CHALLENGE A:
Pull out every line in the rows below that contains the word "coat".

EXCERPTED TEXT:
A number of key terms are used without explaining what they mean. For example, the keyword base is used in chapter 5 without any previous reference. Examples are inadequately explained and so are some key concepts, which require the reader to refer to other text on the subject. The organization of the book could also have been better. The chapter on collections might have followed the chapter on generics to avoid duplication of explanation of a number of related concepts.

A number of other concepts are either vaguely or at times inaccurately explained. A striking example is the explanation of string immutability in chapter 3. It suggests that string immutability refers to storage of each string in a fixed space to optimize CLR runtime requiring operations on strings to return modified copies of the original string. Thus, in a round about manner it is suggested that strings are read-only, as precisely suggested by the MSDN topic on strings.

RECORDS PROVIDED:
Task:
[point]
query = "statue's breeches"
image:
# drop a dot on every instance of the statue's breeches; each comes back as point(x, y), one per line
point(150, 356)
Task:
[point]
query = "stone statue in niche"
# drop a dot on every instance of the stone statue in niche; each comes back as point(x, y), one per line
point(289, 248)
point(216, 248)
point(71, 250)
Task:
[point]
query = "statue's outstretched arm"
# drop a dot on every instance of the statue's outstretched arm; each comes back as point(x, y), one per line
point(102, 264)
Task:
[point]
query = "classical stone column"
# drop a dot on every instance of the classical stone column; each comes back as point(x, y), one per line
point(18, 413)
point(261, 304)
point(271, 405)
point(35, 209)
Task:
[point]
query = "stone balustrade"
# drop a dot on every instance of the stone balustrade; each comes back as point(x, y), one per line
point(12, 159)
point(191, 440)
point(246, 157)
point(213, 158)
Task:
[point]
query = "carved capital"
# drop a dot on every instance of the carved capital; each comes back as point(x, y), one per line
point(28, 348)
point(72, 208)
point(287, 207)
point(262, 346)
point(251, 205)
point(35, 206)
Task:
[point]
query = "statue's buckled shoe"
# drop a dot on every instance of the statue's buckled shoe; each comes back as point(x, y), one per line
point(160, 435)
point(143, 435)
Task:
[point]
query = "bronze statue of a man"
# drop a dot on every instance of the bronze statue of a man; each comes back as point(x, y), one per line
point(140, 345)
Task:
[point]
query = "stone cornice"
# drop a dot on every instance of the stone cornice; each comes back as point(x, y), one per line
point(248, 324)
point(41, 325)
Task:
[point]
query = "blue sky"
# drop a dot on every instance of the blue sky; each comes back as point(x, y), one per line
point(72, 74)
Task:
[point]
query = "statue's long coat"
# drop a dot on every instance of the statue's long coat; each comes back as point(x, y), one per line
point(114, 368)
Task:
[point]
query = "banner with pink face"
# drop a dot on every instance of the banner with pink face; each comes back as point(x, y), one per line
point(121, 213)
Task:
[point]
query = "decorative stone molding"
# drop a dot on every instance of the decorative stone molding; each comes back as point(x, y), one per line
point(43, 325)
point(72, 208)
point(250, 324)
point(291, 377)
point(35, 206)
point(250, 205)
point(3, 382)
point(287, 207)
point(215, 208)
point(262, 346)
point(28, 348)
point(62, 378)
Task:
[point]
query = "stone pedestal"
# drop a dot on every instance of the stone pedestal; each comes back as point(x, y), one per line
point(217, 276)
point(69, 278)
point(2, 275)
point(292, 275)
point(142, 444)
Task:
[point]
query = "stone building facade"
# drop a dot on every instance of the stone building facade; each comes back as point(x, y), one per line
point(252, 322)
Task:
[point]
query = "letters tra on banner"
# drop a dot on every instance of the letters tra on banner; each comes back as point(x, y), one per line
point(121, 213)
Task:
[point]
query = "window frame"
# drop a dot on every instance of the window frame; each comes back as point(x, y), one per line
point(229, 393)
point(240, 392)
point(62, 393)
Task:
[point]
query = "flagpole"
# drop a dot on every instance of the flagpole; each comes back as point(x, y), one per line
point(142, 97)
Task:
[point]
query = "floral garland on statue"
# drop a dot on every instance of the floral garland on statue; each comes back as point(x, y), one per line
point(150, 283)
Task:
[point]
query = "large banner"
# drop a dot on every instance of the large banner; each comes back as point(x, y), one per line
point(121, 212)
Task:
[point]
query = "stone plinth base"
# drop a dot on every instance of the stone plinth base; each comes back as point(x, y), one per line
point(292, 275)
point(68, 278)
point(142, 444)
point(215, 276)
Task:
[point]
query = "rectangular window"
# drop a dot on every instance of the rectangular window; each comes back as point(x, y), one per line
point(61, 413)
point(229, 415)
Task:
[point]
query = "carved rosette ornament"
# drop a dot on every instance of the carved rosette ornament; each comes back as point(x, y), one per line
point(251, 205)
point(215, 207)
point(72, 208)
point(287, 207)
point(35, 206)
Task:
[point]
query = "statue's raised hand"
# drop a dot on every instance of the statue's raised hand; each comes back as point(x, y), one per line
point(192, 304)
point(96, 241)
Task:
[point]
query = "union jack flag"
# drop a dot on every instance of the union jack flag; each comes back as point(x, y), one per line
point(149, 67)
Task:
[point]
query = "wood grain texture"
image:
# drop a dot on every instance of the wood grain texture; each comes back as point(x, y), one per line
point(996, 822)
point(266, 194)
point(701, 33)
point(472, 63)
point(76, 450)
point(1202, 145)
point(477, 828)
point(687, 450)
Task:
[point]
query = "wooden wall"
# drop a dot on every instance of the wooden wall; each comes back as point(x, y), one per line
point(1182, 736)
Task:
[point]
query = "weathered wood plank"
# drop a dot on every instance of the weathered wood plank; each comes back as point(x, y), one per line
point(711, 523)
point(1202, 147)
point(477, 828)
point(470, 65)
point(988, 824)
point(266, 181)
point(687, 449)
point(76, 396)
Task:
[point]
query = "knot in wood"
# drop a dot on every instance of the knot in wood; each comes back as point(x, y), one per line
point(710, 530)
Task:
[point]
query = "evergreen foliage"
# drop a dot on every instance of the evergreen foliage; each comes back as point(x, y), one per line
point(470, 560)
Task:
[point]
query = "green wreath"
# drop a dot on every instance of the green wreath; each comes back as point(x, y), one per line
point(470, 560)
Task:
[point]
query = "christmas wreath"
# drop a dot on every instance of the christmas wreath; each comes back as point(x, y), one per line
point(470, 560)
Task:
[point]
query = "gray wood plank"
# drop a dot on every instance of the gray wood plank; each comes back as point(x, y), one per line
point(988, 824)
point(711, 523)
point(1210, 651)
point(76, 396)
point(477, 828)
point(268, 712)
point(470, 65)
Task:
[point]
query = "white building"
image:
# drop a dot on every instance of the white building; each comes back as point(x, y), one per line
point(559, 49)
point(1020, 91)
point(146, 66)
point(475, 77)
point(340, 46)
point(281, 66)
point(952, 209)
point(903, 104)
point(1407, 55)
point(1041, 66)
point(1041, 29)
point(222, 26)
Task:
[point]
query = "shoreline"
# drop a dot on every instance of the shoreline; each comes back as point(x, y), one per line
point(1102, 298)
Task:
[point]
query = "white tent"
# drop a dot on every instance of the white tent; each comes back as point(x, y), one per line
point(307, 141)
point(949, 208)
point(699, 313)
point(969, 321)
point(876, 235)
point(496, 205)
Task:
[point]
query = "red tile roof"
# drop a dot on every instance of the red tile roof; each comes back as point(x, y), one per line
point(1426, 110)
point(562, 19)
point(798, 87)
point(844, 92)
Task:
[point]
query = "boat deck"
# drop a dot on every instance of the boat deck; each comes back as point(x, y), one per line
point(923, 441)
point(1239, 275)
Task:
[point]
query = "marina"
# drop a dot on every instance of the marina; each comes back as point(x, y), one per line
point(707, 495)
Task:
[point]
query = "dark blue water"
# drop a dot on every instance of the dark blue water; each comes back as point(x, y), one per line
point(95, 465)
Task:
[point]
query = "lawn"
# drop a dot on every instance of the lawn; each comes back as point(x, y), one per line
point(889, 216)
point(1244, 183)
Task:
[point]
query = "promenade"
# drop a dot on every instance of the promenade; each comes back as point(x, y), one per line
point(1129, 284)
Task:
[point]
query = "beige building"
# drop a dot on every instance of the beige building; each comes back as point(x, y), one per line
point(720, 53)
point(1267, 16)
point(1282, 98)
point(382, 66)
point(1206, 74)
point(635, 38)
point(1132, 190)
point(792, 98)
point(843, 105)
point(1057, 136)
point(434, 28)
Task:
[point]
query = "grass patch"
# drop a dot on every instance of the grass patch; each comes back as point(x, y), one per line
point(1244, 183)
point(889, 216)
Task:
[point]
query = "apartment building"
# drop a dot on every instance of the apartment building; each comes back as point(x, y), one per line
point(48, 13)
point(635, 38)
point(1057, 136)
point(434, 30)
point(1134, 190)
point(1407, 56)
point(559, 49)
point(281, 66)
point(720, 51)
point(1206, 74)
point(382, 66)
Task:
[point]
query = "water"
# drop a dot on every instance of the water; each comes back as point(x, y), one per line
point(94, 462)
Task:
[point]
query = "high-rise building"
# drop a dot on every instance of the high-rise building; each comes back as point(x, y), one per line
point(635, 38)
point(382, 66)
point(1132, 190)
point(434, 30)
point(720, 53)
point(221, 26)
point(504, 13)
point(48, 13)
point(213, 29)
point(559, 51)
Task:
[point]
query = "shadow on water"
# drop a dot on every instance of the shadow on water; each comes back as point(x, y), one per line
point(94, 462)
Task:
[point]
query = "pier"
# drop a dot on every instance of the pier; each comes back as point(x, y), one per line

CHALLENGE B:
Carry the book review forward from its last sentence.

WRITTEN RESPONSE A:
query = "statue's long coat"
# drop a dot on every instance of the statue's long coat; each comes back as point(x, y), one per line

WRITTEN RESPONSE B:
However, there is some interesting explanation of various aspects of the language and the framework. For example, the chapter on optimization of .Net code explains the performance impacts of autoboxing and auto-unboxing in method calls. This chapter also gives an interesting introduction to the Performance Wizard and FxCop (.Net static code analysis utility).

I would recommend this book with a caution. It is a reasonable broad overview of the .Net framework using the C# language. However, any detail, even at an intermediate level requires referring to some other text on the subject (e.g., Programming C# by Jesse Liberty) as well as the MSDN. The book is not adequately indexed making it difficult to refer to topics using keywords, a common practice used by most developers.